Women may need to request a clinical breast examination (also called a CBE) if their physician or nurse practitioner does not do one.
In 1987, a survey in five parts of the United States found that 95 percent of women who had a mammogram also had a CBE. A repeat survey in the same five regions in 1992 found that only 87 percent of women had a CBE with their mammogram.
Surveys in other parts of the United States in the mid-1990’s found that only about 76 percent of women had a CBE with their mammogram; and a study just after 2000 found that in some regions only half of clinicians do a clinical breast exam in addition to ordering a mammogram!
Women who do not have a CBE are at risk to have a cancer missed if they have a negative mammogram.
Part of the reason that doctors do not do breast exams may be that they do not feel that they have the time — even 2 minutes. Other doctors claim that data do not support doing a CBE.
The argument based on data is somewhat complex, but it can be reduced to a simple value judgment of whether it is important for CBE to find breast cancers that other tests do not find.
CBE repeatedly finds breast cancers that are missed by mammograms, ultrasound, and/ or MRI (magnetic resonance imaging). Therefore, a decision not to do CBE is really a decision to ignore the fact that a breast cancer might be found by CBE — even after it has been missed by a mammogram, an ultrasound, or an MRI.

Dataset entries
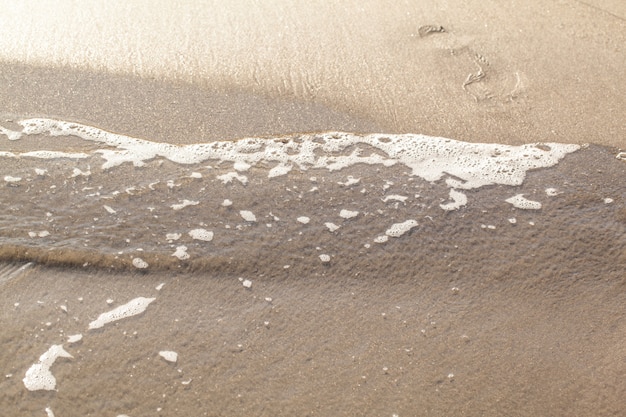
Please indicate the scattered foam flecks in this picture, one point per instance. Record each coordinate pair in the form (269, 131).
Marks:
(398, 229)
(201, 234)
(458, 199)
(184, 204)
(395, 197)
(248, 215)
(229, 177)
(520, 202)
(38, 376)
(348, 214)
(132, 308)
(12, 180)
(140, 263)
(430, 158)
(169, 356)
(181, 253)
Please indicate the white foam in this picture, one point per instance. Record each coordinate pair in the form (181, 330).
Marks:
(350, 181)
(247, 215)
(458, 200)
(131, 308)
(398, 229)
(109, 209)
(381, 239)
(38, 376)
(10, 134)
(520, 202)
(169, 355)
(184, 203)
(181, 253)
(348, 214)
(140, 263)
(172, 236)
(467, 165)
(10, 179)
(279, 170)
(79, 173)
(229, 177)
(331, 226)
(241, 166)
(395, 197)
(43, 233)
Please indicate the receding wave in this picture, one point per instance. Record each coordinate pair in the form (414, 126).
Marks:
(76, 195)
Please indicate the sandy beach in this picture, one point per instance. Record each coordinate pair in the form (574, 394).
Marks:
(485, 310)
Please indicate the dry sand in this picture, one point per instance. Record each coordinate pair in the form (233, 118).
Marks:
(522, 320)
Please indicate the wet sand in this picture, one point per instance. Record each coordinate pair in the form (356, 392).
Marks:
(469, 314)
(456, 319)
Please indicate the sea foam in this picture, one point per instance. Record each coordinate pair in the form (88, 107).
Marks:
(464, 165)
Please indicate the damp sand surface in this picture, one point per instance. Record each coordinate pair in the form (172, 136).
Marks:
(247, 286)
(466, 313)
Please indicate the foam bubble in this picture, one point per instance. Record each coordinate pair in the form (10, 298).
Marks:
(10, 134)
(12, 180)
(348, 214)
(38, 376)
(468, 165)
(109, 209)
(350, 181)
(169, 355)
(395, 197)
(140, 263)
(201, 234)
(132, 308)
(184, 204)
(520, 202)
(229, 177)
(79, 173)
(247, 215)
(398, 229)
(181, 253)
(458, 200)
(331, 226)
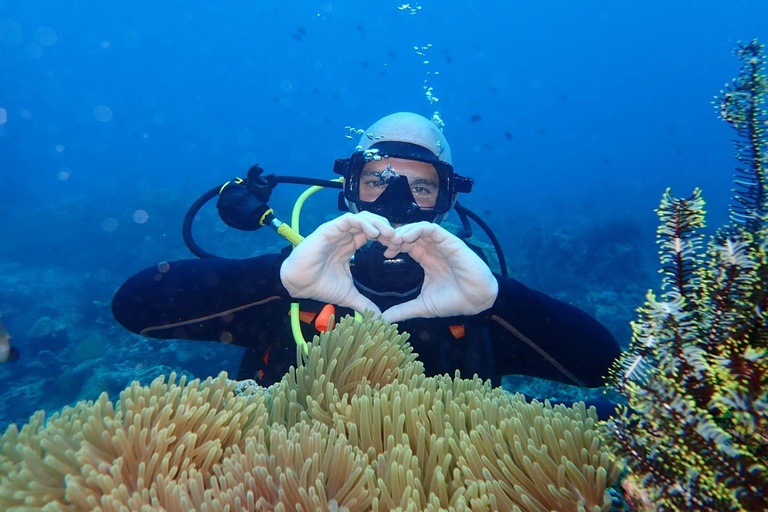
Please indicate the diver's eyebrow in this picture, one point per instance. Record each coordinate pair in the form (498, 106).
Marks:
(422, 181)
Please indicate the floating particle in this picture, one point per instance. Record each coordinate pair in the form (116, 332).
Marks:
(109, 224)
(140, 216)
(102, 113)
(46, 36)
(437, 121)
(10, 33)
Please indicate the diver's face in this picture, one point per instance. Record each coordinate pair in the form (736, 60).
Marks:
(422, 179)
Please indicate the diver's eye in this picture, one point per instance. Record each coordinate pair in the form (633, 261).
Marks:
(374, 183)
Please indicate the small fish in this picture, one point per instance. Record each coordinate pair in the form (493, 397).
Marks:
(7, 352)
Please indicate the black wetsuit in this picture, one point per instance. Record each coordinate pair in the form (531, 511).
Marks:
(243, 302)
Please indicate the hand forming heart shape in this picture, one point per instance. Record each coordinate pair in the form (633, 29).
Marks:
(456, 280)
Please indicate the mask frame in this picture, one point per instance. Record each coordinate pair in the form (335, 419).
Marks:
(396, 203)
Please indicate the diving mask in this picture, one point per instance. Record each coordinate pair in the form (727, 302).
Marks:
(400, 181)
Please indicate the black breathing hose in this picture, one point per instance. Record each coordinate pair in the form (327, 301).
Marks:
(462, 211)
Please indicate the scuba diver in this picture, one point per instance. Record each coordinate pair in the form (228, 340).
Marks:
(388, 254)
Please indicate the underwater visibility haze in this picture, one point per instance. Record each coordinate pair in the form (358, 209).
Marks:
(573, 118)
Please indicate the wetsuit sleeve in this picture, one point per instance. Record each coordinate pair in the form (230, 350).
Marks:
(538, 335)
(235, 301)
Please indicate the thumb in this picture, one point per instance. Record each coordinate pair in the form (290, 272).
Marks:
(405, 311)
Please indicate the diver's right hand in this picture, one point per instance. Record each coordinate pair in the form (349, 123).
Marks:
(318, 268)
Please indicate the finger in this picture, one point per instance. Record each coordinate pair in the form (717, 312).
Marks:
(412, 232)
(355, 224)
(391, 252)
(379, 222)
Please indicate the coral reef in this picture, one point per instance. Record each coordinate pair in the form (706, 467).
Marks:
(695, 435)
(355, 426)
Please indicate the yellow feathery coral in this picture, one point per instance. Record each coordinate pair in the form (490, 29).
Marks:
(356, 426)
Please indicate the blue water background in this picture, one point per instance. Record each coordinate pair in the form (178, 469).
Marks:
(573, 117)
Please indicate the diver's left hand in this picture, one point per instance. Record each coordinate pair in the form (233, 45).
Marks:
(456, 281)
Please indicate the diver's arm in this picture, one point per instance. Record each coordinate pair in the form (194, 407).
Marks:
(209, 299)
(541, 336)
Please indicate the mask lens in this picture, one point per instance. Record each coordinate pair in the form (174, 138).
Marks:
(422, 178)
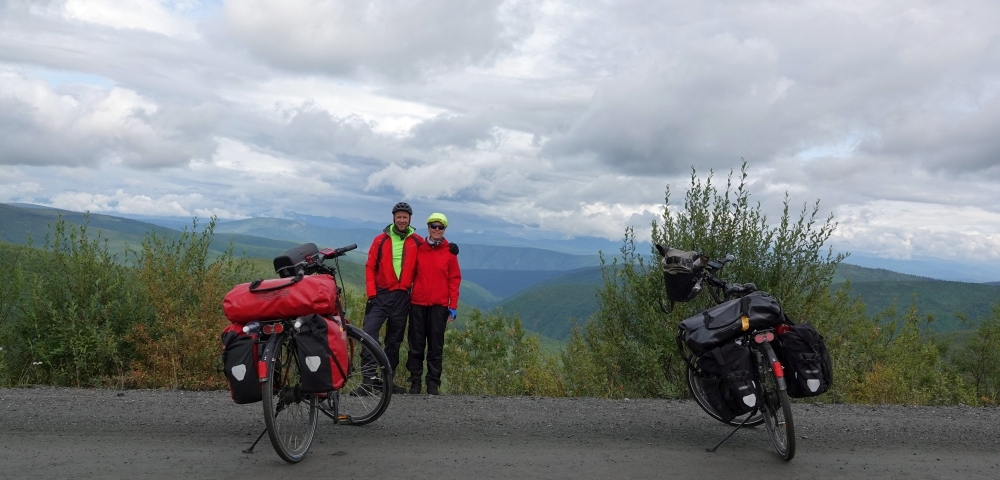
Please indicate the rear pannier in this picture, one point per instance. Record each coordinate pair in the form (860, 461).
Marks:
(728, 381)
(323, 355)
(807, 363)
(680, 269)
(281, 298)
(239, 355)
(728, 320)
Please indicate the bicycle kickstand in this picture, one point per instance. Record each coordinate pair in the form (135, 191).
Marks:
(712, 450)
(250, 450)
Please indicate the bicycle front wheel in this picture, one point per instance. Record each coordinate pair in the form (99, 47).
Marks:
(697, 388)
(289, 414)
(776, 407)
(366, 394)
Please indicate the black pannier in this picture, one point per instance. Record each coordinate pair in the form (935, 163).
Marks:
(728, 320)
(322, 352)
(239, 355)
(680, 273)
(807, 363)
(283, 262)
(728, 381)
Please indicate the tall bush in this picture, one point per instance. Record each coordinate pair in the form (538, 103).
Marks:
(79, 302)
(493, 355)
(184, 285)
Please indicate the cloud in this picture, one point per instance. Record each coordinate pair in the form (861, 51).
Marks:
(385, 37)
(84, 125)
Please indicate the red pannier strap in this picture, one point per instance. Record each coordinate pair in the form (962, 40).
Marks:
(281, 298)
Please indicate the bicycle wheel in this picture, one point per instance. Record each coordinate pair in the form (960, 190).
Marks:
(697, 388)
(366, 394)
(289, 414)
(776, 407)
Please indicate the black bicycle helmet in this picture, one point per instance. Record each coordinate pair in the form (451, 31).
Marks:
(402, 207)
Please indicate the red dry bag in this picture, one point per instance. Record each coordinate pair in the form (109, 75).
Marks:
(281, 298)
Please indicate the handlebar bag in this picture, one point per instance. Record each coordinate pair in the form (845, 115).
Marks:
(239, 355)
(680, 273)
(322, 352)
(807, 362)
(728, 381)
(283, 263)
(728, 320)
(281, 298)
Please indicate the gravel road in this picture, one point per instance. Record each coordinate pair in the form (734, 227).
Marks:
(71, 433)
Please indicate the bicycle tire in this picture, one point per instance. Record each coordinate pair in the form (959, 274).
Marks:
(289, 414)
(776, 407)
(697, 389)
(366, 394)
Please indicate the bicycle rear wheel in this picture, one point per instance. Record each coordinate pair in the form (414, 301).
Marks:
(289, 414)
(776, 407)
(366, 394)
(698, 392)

**Task directions:** Copy word for word the part of the clinical breast exam text that begins at the words containing "The argument based" and stops after "ultrasound, or an MRI.".

**Output:**
The argument based on data is somewhat complex, but it can be reduced to a simple value judgment of whether it is important for CBE to find breast cancers that other tests do not find.
CBE repeatedly finds breast cancers that are missed by mammograms, ultrasound, and/ or MRI (magnetic resonance imaging). Therefore, a decision not to do CBE is really a decision to ignore the fact that a breast cancer might be found by CBE — even after it has been missed by a mammogram, an ultrasound, or an MRI.